▸ WHAT YOU ARE ASKED TO DO
Leave out the pictures and transcribe everything else exactly.

Point labeling examples
- - - -

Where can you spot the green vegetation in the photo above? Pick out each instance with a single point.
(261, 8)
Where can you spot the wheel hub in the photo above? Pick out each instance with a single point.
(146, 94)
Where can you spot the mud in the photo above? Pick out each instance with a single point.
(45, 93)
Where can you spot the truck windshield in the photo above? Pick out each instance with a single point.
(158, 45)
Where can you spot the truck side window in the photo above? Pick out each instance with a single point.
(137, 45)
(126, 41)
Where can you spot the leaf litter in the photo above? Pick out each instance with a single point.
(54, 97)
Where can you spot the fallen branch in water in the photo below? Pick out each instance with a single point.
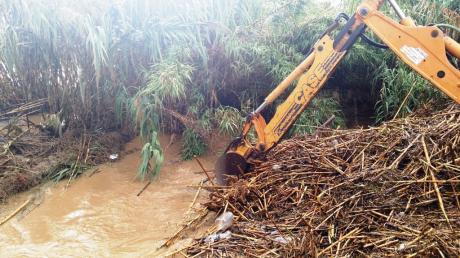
(15, 212)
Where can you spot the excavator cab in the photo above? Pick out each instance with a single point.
(424, 48)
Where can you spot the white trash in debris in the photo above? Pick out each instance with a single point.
(277, 167)
(224, 221)
(218, 236)
(282, 240)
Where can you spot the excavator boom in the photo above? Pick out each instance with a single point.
(423, 48)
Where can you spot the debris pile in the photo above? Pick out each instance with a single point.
(392, 190)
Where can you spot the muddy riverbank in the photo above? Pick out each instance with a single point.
(100, 215)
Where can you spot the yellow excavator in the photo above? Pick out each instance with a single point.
(424, 48)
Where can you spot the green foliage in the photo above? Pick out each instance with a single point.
(106, 63)
(193, 144)
(403, 91)
(151, 151)
(229, 120)
(319, 111)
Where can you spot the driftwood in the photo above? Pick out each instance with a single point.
(392, 190)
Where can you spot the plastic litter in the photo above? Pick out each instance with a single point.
(224, 221)
(218, 236)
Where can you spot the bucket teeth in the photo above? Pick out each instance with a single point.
(229, 164)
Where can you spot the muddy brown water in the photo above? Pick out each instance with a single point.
(100, 215)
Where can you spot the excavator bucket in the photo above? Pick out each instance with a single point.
(230, 163)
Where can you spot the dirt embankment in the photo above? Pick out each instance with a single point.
(101, 215)
(29, 155)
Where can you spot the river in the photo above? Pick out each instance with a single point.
(100, 215)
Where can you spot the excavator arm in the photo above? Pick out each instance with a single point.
(423, 48)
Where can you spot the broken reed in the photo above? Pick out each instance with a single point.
(391, 190)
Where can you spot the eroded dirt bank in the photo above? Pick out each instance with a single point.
(100, 215)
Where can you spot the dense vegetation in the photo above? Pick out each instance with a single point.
(192, 66)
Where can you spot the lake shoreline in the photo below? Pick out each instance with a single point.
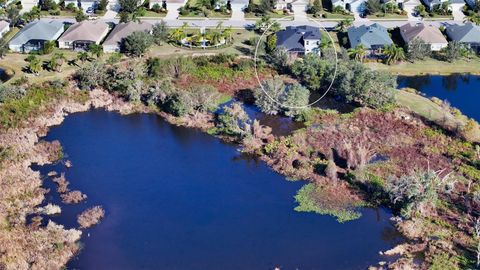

- - - -

▸ RESULT FOR THIS TASK
Where can you spot the green vegetation in the photo above? Pick out each instance with a single point.
(261, 8)
Where can you spot the wheel hub in the photo above? Pick out each instance with a single point.
(146, 94)
Where can you spot the mud in the photo above? Pick out each instance with a single point.
(45, 93)
Where can you spot the truck windshield in the photo above? Pick out each instance with a single point.
(158, 45)
Where can you spot the truck side window in the photo above? Pick out each instance with a single point.
(137, 45)
(126, 41)
Where can you spot the leaf litter in the photo above? Pick out each instance with a single point.
(54, 97)
Where can you spot the fallen branch in water in the photo below? Pick out each instance with a single point.
(15, 212)
Where can you spot the excavator cab in the photo above? Pick out each instance with a single point.
(424, 48)
Where can you spot the white trash in debris in the photo above? Pick out each instance with a single point.
(277, 167)
(224, 221)
(218, 236)
(282, 240)
Where can you spot the excavator boom in the photo above? Pick out each instance with a single point.
(423, 48)
Where can you spot the debris pile in the photo above? Pick out each instance with a single point.
(392, 190)
Where can you spot the muddy riverbank in the photo above? Pick out each instance with a single point.
(100, 215)
Where can you spot the yellow excavator in the photo above? Pick out each instance with a single point.
(424, 48)
Where can you spot the green foliage in the photo above? Pick out each instance with a single point.
(106, 63)
(193, 144)
(403, 91)
(151, 151)
(229, 120)
(319, 111)
Where can you spot the driftwood in the photo above? Pick out each instance with a single point.
(392, 190)
Where can you spot the plastic litter in the photo above? Pick out each instance with a single point.
(224, 221)
(218, 236)
Where can you spot the bucket teeth in the photo above? Pick out each instance with a single point.
(229, 164)
Where can you spot the muddy brown water in the photo above? Pick out each instance with a single point.
(100, 215)
Where can you spot the excavator bucket in the photo above? Pick out each instance with a single point.
(230, 163)
Where can you spot the dirt embankment in the photo above? Pick out each instance with a single point.
(101, 215)
(29, 155)
Where can you spot the river in the photo above? Pick out each instance with a single point.
(100, 215)
Where can you spot the excavator arm in the photo above? Pick out each instance with a single point.
(423, 48)
Where can you spot the broken reed in the photo above? Pick out each instance with a single point.
(391, 190)
Where can you spot the eroded dirt bank in the photo above? Pick out each instance with a single point.
(100, 215)
Where can you spot the dense vegetation in the photo above? Pick out each instance with a single point.
(192, 66)
Where can you spot the lake shoreline in the photo below? Pick out each instance with a single point.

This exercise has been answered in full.